■ Text under study ■

The erythrocyte sedimentation rate (ESR) is also called the ‘sed rate’ and it tests the rate at which red blood cells sediment (or settle) in a period of one hour.  It is a common test and is a non-specific measure of inflammation.  The ESR is governed by the balance between pro-sedimentation factors (mainly fibrinogen) and those factors resisting sedimentation (namely the negative charge of the erythrocytes).  When an inflammatory process is present, the high proportion of fibrinogen in the blood causes red blood cells to stick to each other, called a ‘rouleaux’, which settles faster. Rouleaux formation can also occur in association with some lymphoproliferative disorders in which one or more immunoglobulin are secreted in high amounts.  Your health care practitioner will generally order an ESR test if an inflammatory condition is suspected, or if monitoring of an inflammatory condition is required.


The C-reactive protein (CRP) is often used to detect or monitor significant inflammation in an individual who is suspected of having an acute inflammatory condition from (a bacterial infection such as sepsis, or a fungal infection, pelvic inflammatory disease, arthritis and/or autoimmune diseases, etc).  The test is also performed routinely after surgery in order to identify any post-surgery infection.


A CRP (or a high sensitivity CRP) test may sometimes be ordered along with an ESR, and depending upon the suspected illness a number of other tests may also be performed to identify the source of the inflammation.  Both the CRP and ESR tests give similar information about the presence of inflammation, however CRP appears and disappears sooner than changes in the ESR.  For instance your CRP will fall to normal if your arthritis flare-up has been treated successfully, but your ESR may still be elevated for longer.


Sometimes a high-sensitivity C-reactive protein test is performed to assess your risk of heart disease.

■ Work task A ■
In the text on blood inflammation tests, what is named as the main pro-sedimentation factor?
■ Work task B ■
Reproduce the part of the text on blood inflammation tests that opens with the words "A CRP (or a" and closes with "elevated for longer.".

■ Supplied information ■
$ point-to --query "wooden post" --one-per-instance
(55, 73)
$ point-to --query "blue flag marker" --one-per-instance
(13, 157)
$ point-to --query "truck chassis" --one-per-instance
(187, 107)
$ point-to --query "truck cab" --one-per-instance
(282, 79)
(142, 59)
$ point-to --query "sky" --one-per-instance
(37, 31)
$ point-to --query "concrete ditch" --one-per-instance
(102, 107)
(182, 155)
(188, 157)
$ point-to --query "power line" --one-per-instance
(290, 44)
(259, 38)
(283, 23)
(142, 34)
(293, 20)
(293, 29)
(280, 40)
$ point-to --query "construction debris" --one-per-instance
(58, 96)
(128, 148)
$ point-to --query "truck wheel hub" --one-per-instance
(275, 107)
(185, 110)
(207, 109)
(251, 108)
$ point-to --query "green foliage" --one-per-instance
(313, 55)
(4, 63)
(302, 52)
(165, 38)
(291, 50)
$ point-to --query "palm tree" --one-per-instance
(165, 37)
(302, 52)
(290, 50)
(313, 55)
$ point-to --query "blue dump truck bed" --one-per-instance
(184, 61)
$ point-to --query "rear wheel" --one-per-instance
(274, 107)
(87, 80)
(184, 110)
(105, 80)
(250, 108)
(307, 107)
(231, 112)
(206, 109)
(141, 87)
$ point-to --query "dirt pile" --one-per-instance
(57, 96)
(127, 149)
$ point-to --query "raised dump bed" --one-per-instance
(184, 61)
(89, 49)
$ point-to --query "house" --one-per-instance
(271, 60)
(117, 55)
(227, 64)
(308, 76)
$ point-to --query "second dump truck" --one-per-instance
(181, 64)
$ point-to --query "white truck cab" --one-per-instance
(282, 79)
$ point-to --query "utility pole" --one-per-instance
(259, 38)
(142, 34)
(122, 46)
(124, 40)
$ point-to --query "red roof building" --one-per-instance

■ Written solution A ■
Fibrinogen.

■ Written solution B ■
A CRP (or a high sensitivity CRP) test may sometimes be ordered along with an ESR, and depending upon the suspected illness a number of other tests may also be performed to identify the source of the inflammation.  Both the CRP and ESR tests give similar information about the presence of inflammation, however CRP appears and disappears sooner than changes in the ESR.  For instance your CRP will fall to normal if your arthritis flare-up has been treated successfully, but your ESR may still be elevated for longer.